Stored items from a collection
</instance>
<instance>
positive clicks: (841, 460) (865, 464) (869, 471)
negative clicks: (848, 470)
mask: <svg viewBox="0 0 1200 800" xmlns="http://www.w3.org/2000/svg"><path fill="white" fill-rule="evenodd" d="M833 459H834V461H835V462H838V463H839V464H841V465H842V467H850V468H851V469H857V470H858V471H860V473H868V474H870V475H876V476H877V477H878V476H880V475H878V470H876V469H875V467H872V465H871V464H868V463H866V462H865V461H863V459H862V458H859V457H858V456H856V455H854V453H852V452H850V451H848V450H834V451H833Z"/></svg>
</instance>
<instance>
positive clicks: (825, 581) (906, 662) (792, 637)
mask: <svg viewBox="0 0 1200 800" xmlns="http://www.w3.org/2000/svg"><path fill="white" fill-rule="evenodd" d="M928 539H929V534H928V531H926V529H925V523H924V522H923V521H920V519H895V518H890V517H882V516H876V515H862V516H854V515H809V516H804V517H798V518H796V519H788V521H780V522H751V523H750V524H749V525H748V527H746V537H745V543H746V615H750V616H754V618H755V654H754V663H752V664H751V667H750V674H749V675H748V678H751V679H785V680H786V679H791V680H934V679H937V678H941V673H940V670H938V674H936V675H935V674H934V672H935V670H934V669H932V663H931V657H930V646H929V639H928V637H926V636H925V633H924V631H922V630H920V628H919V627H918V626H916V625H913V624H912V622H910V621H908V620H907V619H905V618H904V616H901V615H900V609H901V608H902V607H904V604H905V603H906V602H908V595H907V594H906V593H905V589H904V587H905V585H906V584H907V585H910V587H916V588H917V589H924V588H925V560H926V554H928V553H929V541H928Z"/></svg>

Your task: Retype the data. Every line must match the original exactly.

Finished exercise:
</instance>
<instance>
positive clicks: (841, 460) (865, 464) (869, 471)
negative clicks: (848, 470)
mask: <svg viewBox="0 0 1200 800" xmlns="http://www.w3.org/2000/svg"><path fill="white" fill-rule="evenodd" d="M833 459H834V461H835V462H838V463H839V464H841V465H842V467H850V468H851V469H857V470H858V471H860V473H868V474H870V475H876V476H877V477H878V476H880V475H878V470H876V469H875V467H872V465H871V464H868V463H866V462H865V461H863V459H862V458H859V457H858V456H856V455H854V453H852V452H850V451H848V450H834V451H833Z"/></svg>
</instance>
<instance>
positive clicks: (825, 581) (906, 662) (792, 637)
mask: <svg viewBox="0 0 1200 800" xmlns="http://www.w3.org/2000/svg"><path fill="white" fill-rule="evenodd" d="M928 539H929V534H928V531H926V529H925V523H924V522H923V521H920V519H895V518H890V517H882V516H876V515H862V516H854V515H809V516H804V517H798V518H796V519H788V521H780V522H751V523H750V524H749V525H748V527H746V537H745V543H746V615H750V616H754V618H755V654H754V663H752V664H751V667H750V674H749V675H748V678H751V679H785V680H786V679H791V680H934V679H937V678H941V673H940V670H938V674H936V675H935V674H934V672H935V670H934V669H932V663H931V657H930V646H929V639H928V637H926V636H925V633H924V631H922V630H920V628H919V627H918V626H916V625H913V624H912V622H910V621H908V620H907V619H905V618H904V616H901V615H900V609H901V608H902V607H904V604H905V603H906V602H908V595H907V594H906V593H905V589H904V587H905V585H906V584H907V585H910V587H916V588H917V589H924V588H925V560H926V554H928V553H929V541H928Z"/></svg>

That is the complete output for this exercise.